● **Available data**:
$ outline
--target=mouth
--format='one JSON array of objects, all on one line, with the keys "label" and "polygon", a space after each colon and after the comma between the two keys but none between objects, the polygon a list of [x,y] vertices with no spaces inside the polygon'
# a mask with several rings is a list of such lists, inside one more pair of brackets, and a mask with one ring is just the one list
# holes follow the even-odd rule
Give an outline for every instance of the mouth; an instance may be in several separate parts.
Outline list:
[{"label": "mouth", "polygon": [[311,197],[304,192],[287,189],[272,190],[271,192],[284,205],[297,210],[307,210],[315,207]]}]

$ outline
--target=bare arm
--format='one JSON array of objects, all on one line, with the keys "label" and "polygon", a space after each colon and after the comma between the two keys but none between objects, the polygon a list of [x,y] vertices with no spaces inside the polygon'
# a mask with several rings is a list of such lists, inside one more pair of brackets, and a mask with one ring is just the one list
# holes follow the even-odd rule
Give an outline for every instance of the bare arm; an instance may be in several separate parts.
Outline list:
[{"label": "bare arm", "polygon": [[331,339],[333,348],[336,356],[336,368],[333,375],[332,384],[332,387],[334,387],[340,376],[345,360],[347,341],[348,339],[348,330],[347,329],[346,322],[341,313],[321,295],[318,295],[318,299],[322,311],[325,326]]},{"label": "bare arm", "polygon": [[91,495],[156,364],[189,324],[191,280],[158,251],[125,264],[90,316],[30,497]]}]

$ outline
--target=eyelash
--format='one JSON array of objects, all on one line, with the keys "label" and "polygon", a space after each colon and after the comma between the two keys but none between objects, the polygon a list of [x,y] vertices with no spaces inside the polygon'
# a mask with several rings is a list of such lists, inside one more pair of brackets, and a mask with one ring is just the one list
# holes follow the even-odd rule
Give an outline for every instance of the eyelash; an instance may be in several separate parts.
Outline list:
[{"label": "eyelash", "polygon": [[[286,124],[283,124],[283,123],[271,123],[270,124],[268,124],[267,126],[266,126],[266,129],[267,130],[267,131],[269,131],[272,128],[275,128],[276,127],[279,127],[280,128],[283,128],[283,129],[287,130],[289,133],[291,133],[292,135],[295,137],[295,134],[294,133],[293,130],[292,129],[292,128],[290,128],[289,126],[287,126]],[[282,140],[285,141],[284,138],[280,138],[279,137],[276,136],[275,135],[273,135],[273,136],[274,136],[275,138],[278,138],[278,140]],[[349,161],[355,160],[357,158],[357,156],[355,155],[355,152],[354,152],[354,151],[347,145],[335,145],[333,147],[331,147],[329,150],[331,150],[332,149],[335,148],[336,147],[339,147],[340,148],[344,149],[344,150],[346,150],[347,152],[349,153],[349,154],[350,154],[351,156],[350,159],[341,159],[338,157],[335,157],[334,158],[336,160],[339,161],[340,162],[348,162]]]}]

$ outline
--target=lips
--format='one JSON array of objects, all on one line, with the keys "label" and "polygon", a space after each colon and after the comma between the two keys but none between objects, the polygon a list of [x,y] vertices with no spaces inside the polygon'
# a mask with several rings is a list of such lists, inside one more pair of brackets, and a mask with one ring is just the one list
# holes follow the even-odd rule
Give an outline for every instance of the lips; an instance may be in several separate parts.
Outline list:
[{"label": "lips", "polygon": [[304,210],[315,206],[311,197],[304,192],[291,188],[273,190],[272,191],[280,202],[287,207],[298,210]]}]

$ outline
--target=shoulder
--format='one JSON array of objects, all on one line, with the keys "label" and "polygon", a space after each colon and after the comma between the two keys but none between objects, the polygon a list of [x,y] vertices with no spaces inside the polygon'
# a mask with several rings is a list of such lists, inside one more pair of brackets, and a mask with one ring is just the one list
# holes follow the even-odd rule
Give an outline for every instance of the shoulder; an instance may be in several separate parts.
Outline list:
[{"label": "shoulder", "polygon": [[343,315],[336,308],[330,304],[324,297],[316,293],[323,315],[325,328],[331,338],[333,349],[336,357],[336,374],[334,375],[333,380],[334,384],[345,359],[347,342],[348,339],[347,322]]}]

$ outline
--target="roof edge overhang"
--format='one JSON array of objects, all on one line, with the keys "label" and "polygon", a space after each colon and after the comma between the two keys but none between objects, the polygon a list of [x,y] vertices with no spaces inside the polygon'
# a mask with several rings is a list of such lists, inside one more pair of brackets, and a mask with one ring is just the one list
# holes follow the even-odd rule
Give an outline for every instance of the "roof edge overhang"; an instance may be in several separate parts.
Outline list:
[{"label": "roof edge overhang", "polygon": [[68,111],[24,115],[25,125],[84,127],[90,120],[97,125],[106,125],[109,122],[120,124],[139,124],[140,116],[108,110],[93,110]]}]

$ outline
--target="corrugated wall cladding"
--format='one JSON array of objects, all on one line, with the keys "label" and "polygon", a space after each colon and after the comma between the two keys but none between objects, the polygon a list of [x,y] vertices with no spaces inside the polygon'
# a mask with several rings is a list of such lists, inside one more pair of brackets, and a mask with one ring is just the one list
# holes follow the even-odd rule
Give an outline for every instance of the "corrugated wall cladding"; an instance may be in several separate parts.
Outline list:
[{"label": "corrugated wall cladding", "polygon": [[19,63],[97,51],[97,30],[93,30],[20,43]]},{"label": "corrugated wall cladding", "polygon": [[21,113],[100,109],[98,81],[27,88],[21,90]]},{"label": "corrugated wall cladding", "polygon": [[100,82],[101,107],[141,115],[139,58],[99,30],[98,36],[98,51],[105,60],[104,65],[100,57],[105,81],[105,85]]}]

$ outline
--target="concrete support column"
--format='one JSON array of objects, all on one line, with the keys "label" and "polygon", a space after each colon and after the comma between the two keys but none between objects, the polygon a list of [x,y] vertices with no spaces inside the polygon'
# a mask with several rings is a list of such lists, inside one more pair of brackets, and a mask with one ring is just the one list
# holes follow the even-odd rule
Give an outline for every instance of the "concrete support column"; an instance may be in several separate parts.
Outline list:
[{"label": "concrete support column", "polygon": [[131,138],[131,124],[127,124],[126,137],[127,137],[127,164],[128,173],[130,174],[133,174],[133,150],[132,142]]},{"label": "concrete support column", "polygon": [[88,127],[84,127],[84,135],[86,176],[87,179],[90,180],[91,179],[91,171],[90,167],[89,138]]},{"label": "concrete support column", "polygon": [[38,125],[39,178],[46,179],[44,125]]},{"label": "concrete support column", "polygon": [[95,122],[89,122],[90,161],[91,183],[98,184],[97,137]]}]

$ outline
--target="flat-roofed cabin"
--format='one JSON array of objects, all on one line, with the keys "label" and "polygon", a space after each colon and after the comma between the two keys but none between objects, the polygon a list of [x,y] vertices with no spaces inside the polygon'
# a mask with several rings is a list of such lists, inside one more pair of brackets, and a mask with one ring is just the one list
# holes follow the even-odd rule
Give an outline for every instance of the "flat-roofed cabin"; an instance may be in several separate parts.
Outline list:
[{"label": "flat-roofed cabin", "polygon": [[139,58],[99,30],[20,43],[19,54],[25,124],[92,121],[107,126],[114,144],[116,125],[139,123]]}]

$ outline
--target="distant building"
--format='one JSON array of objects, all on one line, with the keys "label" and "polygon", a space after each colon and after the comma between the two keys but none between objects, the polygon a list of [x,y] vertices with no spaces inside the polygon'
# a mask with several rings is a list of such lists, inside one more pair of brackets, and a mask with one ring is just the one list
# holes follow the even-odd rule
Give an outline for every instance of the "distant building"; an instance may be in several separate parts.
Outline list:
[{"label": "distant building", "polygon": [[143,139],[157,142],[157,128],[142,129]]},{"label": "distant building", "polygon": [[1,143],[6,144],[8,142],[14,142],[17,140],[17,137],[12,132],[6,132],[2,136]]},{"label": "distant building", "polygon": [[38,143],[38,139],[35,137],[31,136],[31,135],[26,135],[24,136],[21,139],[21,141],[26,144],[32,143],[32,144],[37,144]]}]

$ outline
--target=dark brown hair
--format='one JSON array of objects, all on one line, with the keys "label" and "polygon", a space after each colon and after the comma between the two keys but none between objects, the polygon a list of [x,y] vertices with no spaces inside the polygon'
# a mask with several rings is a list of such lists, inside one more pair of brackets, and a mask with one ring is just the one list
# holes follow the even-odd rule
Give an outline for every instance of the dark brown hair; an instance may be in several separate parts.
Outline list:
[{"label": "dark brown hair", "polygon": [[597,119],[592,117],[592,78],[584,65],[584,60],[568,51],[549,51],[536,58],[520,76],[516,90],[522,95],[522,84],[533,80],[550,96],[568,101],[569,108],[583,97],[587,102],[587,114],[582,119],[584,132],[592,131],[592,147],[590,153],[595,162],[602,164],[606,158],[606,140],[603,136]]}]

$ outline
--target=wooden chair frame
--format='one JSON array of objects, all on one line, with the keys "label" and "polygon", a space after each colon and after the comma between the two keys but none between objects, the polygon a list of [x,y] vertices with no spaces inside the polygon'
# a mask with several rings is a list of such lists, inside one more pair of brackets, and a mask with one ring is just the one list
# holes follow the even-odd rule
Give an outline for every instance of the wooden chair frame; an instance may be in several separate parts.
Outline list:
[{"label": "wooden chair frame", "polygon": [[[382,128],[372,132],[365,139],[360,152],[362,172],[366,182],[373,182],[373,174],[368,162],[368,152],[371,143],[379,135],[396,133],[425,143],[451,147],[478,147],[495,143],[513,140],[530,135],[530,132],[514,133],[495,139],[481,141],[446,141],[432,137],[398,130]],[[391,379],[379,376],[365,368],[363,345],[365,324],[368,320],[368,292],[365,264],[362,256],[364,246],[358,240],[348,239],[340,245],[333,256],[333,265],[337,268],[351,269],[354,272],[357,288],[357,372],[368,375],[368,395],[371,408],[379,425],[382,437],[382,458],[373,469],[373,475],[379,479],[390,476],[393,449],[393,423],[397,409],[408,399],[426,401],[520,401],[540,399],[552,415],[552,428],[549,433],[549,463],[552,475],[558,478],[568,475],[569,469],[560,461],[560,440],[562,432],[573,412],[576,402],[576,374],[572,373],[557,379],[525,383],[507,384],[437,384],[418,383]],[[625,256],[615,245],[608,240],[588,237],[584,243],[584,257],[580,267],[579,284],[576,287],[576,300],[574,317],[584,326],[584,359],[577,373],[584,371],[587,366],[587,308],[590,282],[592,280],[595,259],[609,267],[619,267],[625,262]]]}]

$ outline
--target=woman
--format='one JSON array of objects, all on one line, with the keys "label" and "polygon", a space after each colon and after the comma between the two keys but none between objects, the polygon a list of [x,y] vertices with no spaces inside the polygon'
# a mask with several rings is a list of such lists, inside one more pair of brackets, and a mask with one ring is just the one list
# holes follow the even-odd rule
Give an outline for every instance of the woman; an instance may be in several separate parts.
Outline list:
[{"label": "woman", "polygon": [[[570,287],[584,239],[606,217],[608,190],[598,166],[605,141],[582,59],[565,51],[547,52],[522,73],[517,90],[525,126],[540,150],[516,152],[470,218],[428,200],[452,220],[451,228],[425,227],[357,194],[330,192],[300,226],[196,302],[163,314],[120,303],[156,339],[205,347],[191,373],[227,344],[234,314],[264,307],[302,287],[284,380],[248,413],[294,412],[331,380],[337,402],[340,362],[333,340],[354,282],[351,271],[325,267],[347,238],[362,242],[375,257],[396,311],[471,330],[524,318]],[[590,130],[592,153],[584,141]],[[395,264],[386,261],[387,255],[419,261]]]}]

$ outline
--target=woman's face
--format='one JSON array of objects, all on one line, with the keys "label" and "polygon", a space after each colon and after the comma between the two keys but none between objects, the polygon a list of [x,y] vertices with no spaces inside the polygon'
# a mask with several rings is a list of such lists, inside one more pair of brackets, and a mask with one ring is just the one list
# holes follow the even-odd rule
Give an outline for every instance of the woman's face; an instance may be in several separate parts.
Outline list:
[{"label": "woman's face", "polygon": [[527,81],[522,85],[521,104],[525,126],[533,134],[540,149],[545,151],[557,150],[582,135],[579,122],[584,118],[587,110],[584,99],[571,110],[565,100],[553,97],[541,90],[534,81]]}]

● **Brief**: Filter the rows above, keeping every line that contains the string "building" and copying each one unchanged.

● **Response**:
--target="distant building"
Give an outline for every instance of the "distant building"; an instance may be in several separate parts.
[{"label": "distant building", "polygon": [[143,139],[157,142],[157,128],[142,129]]},{"label": "distant building", "polygon": [[1,143],[6,144],[8,142],[14,142],[17,140],[17,137],[12,132],[6,132],[2,136]]},{"label": "distant building", "polygon": [[38,143],[38,139],[35,137],[31,136],[31,135],[26,135],[24,136],[21,139],[21,141],[26,144],[32,143],[32,144],[37,144]]}]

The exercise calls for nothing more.